## Source listing
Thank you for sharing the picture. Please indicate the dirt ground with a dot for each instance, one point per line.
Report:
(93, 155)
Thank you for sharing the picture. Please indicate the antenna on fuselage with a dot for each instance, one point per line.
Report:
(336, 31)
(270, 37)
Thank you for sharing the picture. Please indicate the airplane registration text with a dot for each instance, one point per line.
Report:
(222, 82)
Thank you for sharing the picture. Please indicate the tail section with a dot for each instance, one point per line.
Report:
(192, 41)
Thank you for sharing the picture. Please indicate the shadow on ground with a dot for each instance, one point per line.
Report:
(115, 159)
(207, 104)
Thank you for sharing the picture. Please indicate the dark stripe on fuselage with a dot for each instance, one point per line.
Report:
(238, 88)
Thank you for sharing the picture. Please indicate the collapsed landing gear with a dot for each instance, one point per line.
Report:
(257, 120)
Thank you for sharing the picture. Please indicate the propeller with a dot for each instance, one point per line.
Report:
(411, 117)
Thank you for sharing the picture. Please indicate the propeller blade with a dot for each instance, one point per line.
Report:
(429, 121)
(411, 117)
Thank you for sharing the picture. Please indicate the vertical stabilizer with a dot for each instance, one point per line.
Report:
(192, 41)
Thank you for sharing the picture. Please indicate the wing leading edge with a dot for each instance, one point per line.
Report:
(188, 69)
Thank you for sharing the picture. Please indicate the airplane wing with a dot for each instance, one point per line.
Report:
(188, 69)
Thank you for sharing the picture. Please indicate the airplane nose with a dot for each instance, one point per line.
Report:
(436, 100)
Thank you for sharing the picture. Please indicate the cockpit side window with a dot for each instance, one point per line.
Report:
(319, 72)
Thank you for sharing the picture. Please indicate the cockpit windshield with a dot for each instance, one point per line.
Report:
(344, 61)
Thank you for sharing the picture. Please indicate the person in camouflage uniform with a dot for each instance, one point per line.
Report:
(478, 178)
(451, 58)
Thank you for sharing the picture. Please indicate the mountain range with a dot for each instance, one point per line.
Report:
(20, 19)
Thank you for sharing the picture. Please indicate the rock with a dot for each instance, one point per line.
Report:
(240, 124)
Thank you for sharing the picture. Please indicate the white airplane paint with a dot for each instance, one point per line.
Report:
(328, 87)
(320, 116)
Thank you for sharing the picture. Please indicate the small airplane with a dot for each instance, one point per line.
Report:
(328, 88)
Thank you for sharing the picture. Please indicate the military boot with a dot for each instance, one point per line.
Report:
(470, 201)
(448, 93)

## EXERCISE INSTRUCTIONS
Lay out the lines of the listing as a JSON list of strings, one string per line with blank lines omitted, starting with the line that contains "Thank you for sharing the picture. Please indicate the white" and continuing through the last line of the listing.

## RESULT BELOW
[
  "Thank you for sharing the picture. Please indicate the white airplane paint with a dot for each instance, one point per line.",
  "Report:",
  "(328, 87)",
  "(320, 116)",
  "Thank you for sharing the picture. Please indicate the small airplane with a dot for each instance, one point per line.",
  "Report:",
  "(328, 88)",
  "Thank you for sharing the picture. Please indicate the military boot with a dot for each instance, one point per line.",
  "Report:",
  "(470, 201)",
  "(448, 93)"
]